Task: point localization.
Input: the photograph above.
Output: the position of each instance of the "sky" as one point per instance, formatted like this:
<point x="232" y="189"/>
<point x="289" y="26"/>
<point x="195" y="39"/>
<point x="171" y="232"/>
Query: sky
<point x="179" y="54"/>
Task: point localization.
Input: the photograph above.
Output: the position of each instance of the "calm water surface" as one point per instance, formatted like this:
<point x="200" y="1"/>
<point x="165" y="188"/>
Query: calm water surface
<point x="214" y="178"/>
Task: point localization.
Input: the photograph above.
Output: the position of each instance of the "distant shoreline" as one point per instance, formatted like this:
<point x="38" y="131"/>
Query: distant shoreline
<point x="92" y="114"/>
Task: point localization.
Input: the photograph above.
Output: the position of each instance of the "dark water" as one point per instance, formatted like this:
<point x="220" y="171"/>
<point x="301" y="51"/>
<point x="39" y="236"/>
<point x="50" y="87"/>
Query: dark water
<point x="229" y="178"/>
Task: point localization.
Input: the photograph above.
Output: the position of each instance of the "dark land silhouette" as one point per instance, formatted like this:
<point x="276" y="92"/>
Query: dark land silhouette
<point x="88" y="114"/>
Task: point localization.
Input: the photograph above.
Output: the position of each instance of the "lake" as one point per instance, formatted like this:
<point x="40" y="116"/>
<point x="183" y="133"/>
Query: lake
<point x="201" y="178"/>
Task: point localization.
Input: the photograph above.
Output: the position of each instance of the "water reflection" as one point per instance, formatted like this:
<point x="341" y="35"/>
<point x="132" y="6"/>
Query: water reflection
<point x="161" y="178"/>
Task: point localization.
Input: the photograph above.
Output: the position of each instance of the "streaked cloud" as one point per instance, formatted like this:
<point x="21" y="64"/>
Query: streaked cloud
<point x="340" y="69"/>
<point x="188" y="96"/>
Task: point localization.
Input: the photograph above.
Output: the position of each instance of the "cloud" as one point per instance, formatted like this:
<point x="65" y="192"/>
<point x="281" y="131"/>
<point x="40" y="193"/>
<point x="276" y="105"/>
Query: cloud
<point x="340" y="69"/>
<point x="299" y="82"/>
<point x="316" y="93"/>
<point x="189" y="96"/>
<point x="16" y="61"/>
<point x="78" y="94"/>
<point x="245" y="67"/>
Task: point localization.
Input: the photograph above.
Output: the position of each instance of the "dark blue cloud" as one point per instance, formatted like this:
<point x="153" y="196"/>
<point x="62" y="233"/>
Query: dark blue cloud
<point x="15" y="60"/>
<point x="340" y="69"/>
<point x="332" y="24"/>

-------------------------

WHAT IS REQUIRED
Copy exactly, and only, the lines from the line that contains "Query: streaked cloud" through the end of the data above.

WRITTEN REPLY
Query: streaked cloud
<point x="340" y="69"/>
<point x="188" y="96"/>
Task: point localization.
Input: the photograph above.
Output: the position of each instance of the "cloud" as one point per instance, formatted like this:
<point x="65" y="192"/>
<point x="281" y="131"/>
<point x="40" y="193"/>
<point x="276" y="105"/>
Query: cloud
<point x="340" y="69"/>
<point x="299" y="82"/>
<point x="316" y="93"/>
<point x="189" y="96"/>
<point x="16" y="61"/>
<point x="78" y="94"/>
<point x="245" y="67"/>
Task: point localization.
Input: the photograph above.
Output: the position of each instance of the "dark blue cloud" as one point per instance, formatted like this:
<point x="153" y="196"/>
<point x="62" y="233"/>
Query: dark blue cloud
<point x="15" y="60"/>
<point x="340" y="69"/>
<point x="332" y="24"/>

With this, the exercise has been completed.